● Text passage:

## START

To tell you the truth, that world has never existed for me. In all of my developer life I had to deal with all aspects of deployment, not just putting build artifacts on servers, but dealing with network outages, faulty network drivers, crashing hard disks, sudden latency spikes, analyzing errors coming from those pesky crawling bots on that evil internet of yours. I take a lot of this for granted, but working in infrastructure and closely with developers trying to get applications and infrastructure up and running on EC2 has taught me some valuable lessons to assume the worst. Not because developers are stupid, but because they like to focus on code, not infrastructure.

But here’s the deal: your code and all your full-stack and unit tests is worth squat if they’re not running out there on some server or infrastructure stack like Google Apps or Heroku. Without running somewhere in production, your code doesn’t generate any business value, it’s just a big pile of ASCII or UTF-8 characters that cost a lot of money to create, but didn’t offer any return of investment yet.

Love Thy Infrastructure

Operations isn’t hard, but necessary. You don’t need to know everything about operations to become fluent in it, you just have to know enough to start and know how to use Google.

This is my collective dump from the last years of working both as a developer and that guy who does deployments and manages servers too. Most are lessons I learned the hard way, others just seemed logical to me when I learned about them the first time around.

## END

● Given material:
## START

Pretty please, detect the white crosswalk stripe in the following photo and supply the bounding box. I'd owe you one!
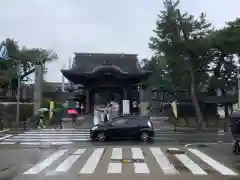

## END

● Aim:
Reproduce the whole passage about developers learning operations, word for word.

● Written response:
To tell you the truth, that world has never existed for me. In all of my developer life I had to deal with all aspects of deployment, not just putting build artifacts on servers, but dealing with network outages, faulty network drivers, crashing hard disks, sudden latency spikes, analyzing errors coming from those pesky crawling bots on that evil internet of yours. I take a lot of this for granted, but working in infrastructure and closely with developers trying to get applications and infrastructure up and running on EC2 has taught me some valuable lessons to assume the worst. Not because developers are stupid, but because they like to focus on code, not infrastructure.

But here’s the deal: your code and all your full-stack and unit tests is worth squat if they’re not running out there on some server or infrastructure stack like Google Apps or Heroku. Without running somewhere in production, your code doesn’t generate any business value, it’s just a big pile of ASCII or UTF-8 characters that cost a lot of money to create, but didn’t offer any return of investment yet.

Love Thy Infrastructure

Operations isn’t hard, but necessary. You don’t need to know everything about operations to become fluent in it, you just have to know enough to start and know how to use Google.

This is my collective dump from the last years of working both as a developer and that guy who does deployments and manages servers too. Most are lessons I learned the hard way, others just seemed logical to me when I learned about them the first time around.